- What this exercise asks -
A - Answer these questions about the homily on Mark 1:40-45:
(i) Which novel does the homily keep returning to, and who wrote it?
(ii) In what country is that novel set?
(iii) What happens to the Whisky Priest after he returns with the informant?
B - Write the next part of the homily on Mark 1:40-45, beginning after its final sentence.

— START OF Reading text —

Sunday, February 15, 2015

Jesus risks everything to heal us – Mark 1:40-45

OT Wk 6, Yr B; Holy Cross - St. Stan's

A hand reaches out to ask for help, and he can’t turn away.  Praying with this story over the past week, I kept coming back to the image of the Whisky Priest from Graham Greene’s novel, The Power and The Glory.  As I was preparing for ordination this time last year, person after person told me that if I was only going to read one novel in the months before my ordination, this should be it.  It’s set during the persecution of the Church in Mexico.  The main character, the unnamed Whisky Priest, is forced underground, on the run from the also nameless Lieutenant who seeks to have him killed.  Finally, towards of the end of the book, the priest has made it through an arduous border crossing into a neighboring province where he’ll be safe, leaving his home state priestless.  A known informant for the Lieutenant tracks him down and begs him to come back across the border, telling him that another fugitive, an American murderer, is dying in the desert and that he needs a priest to hear his confession.  The whisky priest knows in his head that this is a trap, that he’s being baited to return into the Lieutenant’s snare.  But, at that moment the courage that can only come from being moved with pity grabs him, and he consents.  He can’t leave a man to die with murder on his soul.  He returns with the informant, and he’s arrested, and shot.

— END OF Reading text —
— START OF Rows —

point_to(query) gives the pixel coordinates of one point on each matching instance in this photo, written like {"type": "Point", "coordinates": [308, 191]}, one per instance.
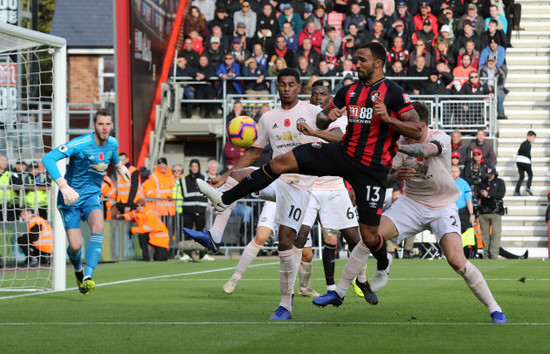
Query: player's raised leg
{"type": "Point", "coordinates": [74, 252]}
{"type": "Point", "coordinates": [256, 181]}
{"type": "Point", "coordinates": [93, 251]}
{"type": "Point", "coordinates": [452, 247]}
{"type": "Point", "coordinates": [212, 238]}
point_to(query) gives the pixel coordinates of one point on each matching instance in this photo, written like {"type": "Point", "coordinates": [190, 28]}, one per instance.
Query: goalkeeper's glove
{"type": "Point", "coordinates": [123, 171]}
{"type": "Point", "coordinates": [70, 196]}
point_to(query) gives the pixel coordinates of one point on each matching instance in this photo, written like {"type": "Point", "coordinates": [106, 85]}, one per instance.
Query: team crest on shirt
{"type": "Point", "coordinates": [99, 168]}
{"type": "Point", "coordinates": [374, 95]}
{"type": "Point", "coordinates": [286, 136]}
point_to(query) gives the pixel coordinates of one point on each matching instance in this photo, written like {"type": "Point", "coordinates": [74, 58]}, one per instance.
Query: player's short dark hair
{"type": "Point", "coordinates": [288, 72]}
{"type": "Point", "coordinates": [323, 83]}
{"type": "Point", "coordinates": [105, 112]}
{"type": "Point", "coordinates": [423, 111]}
{"type": "Point", "coordinates": [377, 49]}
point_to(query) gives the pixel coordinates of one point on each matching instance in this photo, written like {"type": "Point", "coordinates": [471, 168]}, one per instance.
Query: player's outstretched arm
{"type": "Point", "coordinates": [332, 136]}
{"type": "Point", "coordinates": [406, 123]}
{"type": "Point", "coordinates": [399, 174]}
{"type": "Point", "coordinates": [420, 150]}
{"type": "Point", "coordinates": [327, 116]}
{"type": "Point", "coordinates": [70, 196]}
{"type": "Point", "coordinates": [123, 171]}
{"type": "Point", "coordinates": [249, 157]}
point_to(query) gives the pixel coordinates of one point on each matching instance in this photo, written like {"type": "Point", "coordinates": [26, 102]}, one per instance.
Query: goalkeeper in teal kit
{"type": "Point", "coordinates": [80, 190]}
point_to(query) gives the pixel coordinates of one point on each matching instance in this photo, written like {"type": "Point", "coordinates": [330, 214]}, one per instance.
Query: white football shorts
{"type": "Point", "coordinates": [411, 218]}
{"type": "Point", "coordinates": [335, 210]}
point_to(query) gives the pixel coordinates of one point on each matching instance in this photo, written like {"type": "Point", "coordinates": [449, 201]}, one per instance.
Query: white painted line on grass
{"type": "Point", "coordinates": [141, 279]}
{"type": "Point", "coordinates": [272, 323]}
{"type": "Point", "coordinates": [319, 279]}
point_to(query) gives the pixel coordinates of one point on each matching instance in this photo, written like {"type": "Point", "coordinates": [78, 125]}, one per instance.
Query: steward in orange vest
{"type": "Point", "coordinates": [151, 231]}
{"type": "Point", "coordinates": [164, 180]}
{"type": "Point", "coordinates": [127, 193]}
{"type": "Point", "coordinates": [149, 188]}
{"type": "Point", "coordinates": [38, 241]}
{"type": "Point", "coordinates": [108, 191]}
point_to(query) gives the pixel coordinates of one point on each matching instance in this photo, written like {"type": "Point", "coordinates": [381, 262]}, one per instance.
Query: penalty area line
{"type": "Point", "coordinates": [139, 279]}
{"type": "Point", "coordinates": [273, 323]}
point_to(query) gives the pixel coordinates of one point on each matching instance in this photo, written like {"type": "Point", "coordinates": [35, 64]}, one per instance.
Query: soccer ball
{"type": "Point", "coordinates": [242, 131]}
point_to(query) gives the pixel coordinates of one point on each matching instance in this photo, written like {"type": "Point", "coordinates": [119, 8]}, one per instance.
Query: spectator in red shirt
{"type": "Point", "coordinates": [424, 14]}
{"type": "Point", "coordinates": [313, 34]}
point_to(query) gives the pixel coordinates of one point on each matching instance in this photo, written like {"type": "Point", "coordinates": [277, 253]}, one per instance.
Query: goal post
{"type": "Point", "coordinates": [21, 43]}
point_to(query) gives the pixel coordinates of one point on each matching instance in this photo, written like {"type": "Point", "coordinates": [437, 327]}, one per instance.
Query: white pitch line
{"type": "Point", "coordinates": [272, 323]}
{"type": "Point", "coordinates": [140, 279]}
{"type": "Point", "coordinates": [319, 279]}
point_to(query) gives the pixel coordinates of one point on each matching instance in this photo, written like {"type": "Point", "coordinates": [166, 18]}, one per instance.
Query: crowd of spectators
{"type": "Point", "coordinates": [443, 43]}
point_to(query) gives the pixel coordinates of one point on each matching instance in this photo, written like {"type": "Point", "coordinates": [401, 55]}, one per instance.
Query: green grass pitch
{"type": "Point", "coordinates": [180, 307]}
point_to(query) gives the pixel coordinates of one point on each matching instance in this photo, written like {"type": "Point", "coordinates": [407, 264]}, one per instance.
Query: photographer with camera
{"type": "Point", "coordinates": [490, 192]}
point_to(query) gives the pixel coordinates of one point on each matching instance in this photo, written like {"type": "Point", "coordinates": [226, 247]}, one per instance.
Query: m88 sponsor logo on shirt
{"type": "Point", "coordinates": [359, 114]}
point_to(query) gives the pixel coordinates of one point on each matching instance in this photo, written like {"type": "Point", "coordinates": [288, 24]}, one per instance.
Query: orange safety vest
{"type": "Point", "coordinates": [123, 188]}
{"type": "Point", "coordinates": [149, 223]}
{"type": "Point", "coordinates": [45, 237]}
{"type": "Point", "coordinates": [149, 189]}
{"type": "Point", "coordinates": [108, 191]}
{"type": "Point", "coordinates": [165, 189]}
{"type": "Point", "coordinates": [477, 233]}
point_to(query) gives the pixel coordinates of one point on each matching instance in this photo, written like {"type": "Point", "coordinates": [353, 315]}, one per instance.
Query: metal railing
{"type": "Point", "coordinates": [447, 112]}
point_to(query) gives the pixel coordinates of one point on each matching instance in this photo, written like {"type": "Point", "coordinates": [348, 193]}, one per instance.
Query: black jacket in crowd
{"type": "Point", "coordinates": [496, 189]}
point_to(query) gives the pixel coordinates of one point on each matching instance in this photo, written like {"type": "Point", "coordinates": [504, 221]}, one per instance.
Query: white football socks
{"type": "Point", "coordinates": [250, 252]}
{"type": "Point", "coordinates": [477, 284]}
{"type": "Point", "coordinates": [356, 262]}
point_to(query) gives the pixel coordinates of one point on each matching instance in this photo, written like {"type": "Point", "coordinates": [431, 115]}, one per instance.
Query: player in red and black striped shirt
{"type": "Point", "coordinates": [378, 111]}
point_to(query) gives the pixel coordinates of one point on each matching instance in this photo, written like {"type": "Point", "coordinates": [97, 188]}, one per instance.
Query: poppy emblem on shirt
{"type": "Point", "coordinates": [374, 96]}
{"type": "Point", "coordinates": [316, 145]}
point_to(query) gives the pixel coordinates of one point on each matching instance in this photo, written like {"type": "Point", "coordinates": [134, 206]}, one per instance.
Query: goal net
{"type": "Point", "coordinates": [32, 121]}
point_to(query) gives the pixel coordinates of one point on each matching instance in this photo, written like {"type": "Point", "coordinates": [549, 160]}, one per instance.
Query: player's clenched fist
{"type": "Point", "coordinates": [336, 113]}
{"type": "Point", "coordinates": [123, 171]}
{"type": "Point", "coordinates": [405, 173]}
{"type": "Point", "coordinates": [70, 196]}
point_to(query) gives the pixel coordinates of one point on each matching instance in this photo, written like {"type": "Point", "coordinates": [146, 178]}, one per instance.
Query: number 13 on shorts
{"type": "Point", "coordinates": [373, 194]}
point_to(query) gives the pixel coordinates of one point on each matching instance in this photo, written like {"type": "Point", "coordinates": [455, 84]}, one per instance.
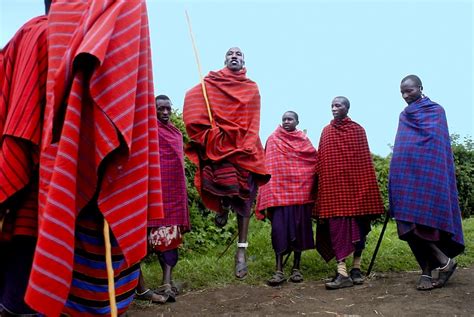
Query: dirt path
{"type": "Point", "coordinates": [391, 294]}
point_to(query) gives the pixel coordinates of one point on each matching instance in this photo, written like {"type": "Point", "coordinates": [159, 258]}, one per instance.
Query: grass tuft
{"type": "Point", "coordinates": [199, 270]}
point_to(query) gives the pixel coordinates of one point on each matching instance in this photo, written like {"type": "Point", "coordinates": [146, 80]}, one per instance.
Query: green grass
{"type": "Point", "coordinates": [205, 270]}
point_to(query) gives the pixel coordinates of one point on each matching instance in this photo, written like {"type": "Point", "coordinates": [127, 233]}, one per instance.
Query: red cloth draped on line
{"type": "Point", "coordinates": [291, 160]}
{"type": "Point", "coordinates": [100, 138]}
{"type": "Point", "coordinates": [24, 62]}
{"type": "Point", "coordinates": [173, 179]}
{"type": "Point", "coordinates": [235, 107]}
{"type": "Point", "coordinates": [347, 185]}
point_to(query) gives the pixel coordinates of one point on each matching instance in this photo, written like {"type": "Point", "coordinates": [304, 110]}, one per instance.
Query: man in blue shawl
{"type": "Point", "coordinates": [422, 186]}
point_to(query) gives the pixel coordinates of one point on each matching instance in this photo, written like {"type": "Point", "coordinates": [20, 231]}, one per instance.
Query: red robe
{"type": "Point", "coordinates": [235, 105]}
{"type": "Point", "coordinates": [100, 138]}
{"type": "Point", "coordinates": [23, 69]}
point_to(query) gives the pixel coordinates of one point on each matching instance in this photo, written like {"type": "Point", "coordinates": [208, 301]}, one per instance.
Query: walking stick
{"type": "Point", "coordinates": [203, 86]}
{"type": "Point", "coordinates": [372, 261]}
{"type": "Point", "coordinates": [110, 270]}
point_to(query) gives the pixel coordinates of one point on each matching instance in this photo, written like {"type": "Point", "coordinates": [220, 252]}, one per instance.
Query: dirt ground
{"type": "Point", "coordinates": [391, 294]}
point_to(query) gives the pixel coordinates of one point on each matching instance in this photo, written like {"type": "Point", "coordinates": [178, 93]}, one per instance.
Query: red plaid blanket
{"type": "Point", "coordinates": [173, 179]}
{"type": "Point", "coordinates": [100, 137]}
{"type": "Point", "coordinates": [347, 183]}
{"type": "Point", "coordinates": [235, 106]}
{"type": "Point", "coordinates": [291, 160]}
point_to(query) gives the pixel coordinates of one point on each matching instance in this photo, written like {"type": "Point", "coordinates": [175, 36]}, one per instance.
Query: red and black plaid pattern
{"type": "Point", "coordinates": [23, 69]}
{"type": "Point", "coordinates": [235, 107]}
{"type": "Point", "coordinates": [291, 160]}
{"type": "Point", "coordinates": [347, 183]}
{"type": "Point", "coordinates": [173, 179]}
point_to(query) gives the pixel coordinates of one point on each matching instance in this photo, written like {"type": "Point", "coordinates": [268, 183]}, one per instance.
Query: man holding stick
{"type": "Point", "coordinates": [225, 145]}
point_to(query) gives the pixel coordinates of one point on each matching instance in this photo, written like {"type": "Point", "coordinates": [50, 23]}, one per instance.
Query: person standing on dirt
{"type": "Point", "coordinates": [226, 148]}
{"type": "Point", "coordinates": [166, 235]}
{"type": "Point", "coordinates": [288, 199]}
{"type": "Point", "coordinates": [422, 186]}
{"type": "Point", "coordinates": [348, 196]}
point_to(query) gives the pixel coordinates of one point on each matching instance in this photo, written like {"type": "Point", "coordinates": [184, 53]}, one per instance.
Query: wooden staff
{"type": "Point", "coordinates": [110, 270]}
{"type": "Point", "coordinates": [203, 86]}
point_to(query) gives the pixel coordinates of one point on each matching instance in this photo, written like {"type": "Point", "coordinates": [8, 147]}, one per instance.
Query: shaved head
{"type": "Point", "coordinates": [413, 78]}
{"type": "Point", "coordinates": [344, 101]}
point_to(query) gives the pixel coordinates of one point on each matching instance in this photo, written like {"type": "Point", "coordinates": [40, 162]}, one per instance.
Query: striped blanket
{"type": "Point", "coordinates": [173, 179]}
{"type": "Point", "coordinates": [422, 181]}
{"type": "Point", "coordinates": [99, 141]}
{"type": "Point", "coordinates": [23, 70]}
{"type": "Point", "coordinates": [235, 106]}
{"type": "Point", "coordinates": [291, 160]}
{"type": "Point", "coordinates": [347, 185]}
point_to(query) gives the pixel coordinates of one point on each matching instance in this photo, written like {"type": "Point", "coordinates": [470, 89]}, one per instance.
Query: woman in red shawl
{"type": "Point", "coordinates": [348, 194]}
{"type": "Point", "coordinates": [288, 198]}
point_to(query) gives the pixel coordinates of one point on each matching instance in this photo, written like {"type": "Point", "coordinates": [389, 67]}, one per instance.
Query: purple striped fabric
{"type": "Point", "coordinates": [422, 181]}
{"type": "Point", "coordinates": [173, 179]}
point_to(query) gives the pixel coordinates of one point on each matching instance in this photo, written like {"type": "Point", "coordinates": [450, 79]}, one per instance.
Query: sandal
{"type": "Point", "coordinates": [166, 290]}
{"type": "Point", "coordinates": [425, 283]}
{"type": "Point", "coordinates": [151, 296]}
{"type": "Point", "coordinates": [445, 274]}
{"type": "Point", "coordinates": [296, 276]}
{"type": "Point", "coordinates": [277, 279]}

— END OF Rows —

- Results for each task -
A -
(i) The Power and The Glory, by Graham Greene.
(ii) Mexico.
(iii) He is arrested and shot.

B -
There’s no-one seeking to kill Jesus, at least not yet.  We’re still in chapter one of Mark’s gospel; that’ll change by chapter 3.  But he knows it’s coming.  And I’m not talking any kind of supernatural, exclusively divine prediction knowledge here.  In Roman occupied Palestine, a person who cannot enter a town openly, a person who goes out into the desert and even there attracts huge crowds… there’s a name for a person like that: a threat.  Drawing crowds of people into the desert: that’s how revolts are fomented!  He’s a threat.  And Roman Imperial Power, together with its local collaborators, eliminates threats.  Swiftly, decisively, and with zero regard for the suffering of its subjects.

It doesn’t matter that Jesus isn’t trying to stimulate armed revolt, that’s he’s preaching love and peace and forgiveness.  They can’t see that.  Unlike the physically blind people Jesus will go on to heal, oppressive power is blind to possibility of being moved by pity at suffering and acting at personal risk to heal, is blind to who Jesus is. So, in a way, they’re right: Jesus is a threat.  Jesus is a threat to any system which fails to regard human suffering, which fails to be moved with pity at human suffering.  Jesus is the ultimate threat to any system which delights in human suffering.  Because Jesus heals.  And he warns the man, sternly: tell no-one.  Because he knows what effect the telling will have.  He knows how the crowds will flock.  He knows how secular power will understand that.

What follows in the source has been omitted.